» Required tasks
1) In the text on the EU-Mercosur Agreement, render the sentence "The bloc mostly exports bovine, poultry and horse meat to the EU." in Spanish.
2) Copy the passage of the EU-Mercosur text beginning with "The region is" and going on through "farmed animal welfare.".

» Study text
--*--

What is at stake for animals in the EU-Mercosur Agreement?
Today, the German Presidency begins with the ratification of the EU-Mercosur agreement high on its agenda. With more than 250 other NGOs, we call on the EU Member States and the Members of the European Parliament to reject the ratification of this agreement.
The EU-Mercosur Agreement, if ratified, will become the most significant trade agreement to date for the EU. The Latin American bloc is a key global producer of chicken and beef, and Mercosur is the EU’s first source of imported meat, representing 43% of the EU’s total meat imports in 2018. The bloc mostly exports bovine, poultry and horse meat to the EU.
The region is also home to an incredible range of biodiversity in forests such as the Amazon, the Cerrado and the Gran Chaco. Deforestation, which is mostly pushed by the production of beef, soy and timber, is a key two-fold challenge: not only does it hugely impact animals living in these biotopes, but it does so to fuel a system based on intensive farming, which is very detrimental to farmed animal welfare.

--*--

(Stored dataset items)
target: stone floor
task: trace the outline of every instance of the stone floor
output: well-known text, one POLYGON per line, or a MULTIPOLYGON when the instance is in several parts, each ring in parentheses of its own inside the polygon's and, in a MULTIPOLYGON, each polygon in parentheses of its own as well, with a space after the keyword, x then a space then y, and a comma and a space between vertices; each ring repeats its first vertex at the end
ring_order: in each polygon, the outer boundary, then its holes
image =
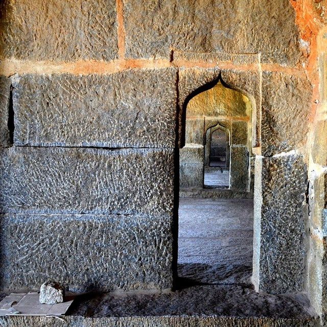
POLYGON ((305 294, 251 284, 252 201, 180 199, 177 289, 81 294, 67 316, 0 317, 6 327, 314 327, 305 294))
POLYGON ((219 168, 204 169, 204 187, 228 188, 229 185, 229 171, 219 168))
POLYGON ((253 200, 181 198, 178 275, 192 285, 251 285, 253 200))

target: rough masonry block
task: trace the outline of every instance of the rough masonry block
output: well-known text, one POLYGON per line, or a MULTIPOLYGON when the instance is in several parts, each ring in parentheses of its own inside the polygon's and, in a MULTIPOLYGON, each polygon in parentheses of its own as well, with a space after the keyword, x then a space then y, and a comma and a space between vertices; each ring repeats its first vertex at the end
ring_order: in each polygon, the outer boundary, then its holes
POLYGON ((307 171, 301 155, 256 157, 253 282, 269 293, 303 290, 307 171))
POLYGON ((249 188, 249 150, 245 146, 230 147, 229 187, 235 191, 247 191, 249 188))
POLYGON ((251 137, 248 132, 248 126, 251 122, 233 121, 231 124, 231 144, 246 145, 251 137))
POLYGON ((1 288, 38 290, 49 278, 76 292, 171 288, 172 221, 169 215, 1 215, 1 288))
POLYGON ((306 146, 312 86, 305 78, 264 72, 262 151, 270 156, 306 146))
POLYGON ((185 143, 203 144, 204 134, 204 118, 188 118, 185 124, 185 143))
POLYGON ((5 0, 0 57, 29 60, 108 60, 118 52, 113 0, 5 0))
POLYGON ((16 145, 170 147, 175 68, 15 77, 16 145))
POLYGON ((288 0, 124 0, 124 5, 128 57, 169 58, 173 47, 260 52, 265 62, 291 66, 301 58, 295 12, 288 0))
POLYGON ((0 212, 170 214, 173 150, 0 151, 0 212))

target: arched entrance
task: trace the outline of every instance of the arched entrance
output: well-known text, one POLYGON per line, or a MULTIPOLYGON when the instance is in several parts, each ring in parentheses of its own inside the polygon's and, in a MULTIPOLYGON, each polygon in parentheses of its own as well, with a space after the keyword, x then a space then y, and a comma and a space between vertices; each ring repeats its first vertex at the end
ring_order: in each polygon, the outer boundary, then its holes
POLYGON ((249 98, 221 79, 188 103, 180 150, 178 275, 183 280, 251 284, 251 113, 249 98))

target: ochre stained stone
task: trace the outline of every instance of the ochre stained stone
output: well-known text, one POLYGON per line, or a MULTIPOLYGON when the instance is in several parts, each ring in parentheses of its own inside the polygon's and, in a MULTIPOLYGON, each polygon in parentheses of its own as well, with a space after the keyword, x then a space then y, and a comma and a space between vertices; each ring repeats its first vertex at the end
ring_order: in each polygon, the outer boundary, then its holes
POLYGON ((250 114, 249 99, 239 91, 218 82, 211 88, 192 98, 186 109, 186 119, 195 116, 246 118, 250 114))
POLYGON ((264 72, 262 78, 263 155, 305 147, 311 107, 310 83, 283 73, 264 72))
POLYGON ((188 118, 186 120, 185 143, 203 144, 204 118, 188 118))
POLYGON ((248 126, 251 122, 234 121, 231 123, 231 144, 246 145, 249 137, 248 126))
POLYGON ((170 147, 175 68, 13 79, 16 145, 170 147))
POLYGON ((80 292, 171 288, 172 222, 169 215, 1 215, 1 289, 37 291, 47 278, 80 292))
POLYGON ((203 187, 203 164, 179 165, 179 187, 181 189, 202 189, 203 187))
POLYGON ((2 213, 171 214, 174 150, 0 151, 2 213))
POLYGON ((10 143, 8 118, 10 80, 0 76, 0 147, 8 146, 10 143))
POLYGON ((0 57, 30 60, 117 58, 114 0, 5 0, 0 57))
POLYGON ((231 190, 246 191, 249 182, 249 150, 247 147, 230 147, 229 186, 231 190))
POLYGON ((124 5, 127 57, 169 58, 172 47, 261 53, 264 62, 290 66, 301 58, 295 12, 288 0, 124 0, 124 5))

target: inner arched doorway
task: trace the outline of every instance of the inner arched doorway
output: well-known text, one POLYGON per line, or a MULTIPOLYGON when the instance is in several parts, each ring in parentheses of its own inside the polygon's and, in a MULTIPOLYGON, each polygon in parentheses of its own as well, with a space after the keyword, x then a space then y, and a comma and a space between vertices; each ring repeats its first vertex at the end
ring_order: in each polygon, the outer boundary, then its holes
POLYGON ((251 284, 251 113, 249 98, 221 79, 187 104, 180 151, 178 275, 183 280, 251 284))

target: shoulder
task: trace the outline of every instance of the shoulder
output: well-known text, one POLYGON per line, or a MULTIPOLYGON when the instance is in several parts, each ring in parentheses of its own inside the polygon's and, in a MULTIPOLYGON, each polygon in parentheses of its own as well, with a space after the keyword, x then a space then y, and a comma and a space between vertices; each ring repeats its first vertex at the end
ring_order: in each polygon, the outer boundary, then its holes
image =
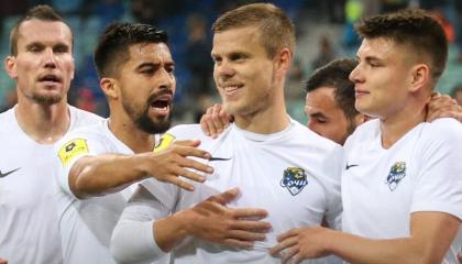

--*--

» Set of answers
1) El bloque exporta principalmente carne bovina, de aves de corral y de caballo a la UE.

2)
The region is also home to an incredible range of biodiversity in forests such as the Amazon, the Cerrado and the Gran Chaco. Deforestation, which is mostly pushed by the production of beef, soy and timber, is a key two-fold challenge: not only does it hugely impact animals living in these biotopes, but it does so to fuel a system based on intensive farming, which is very detrimental to farmed animal welfare.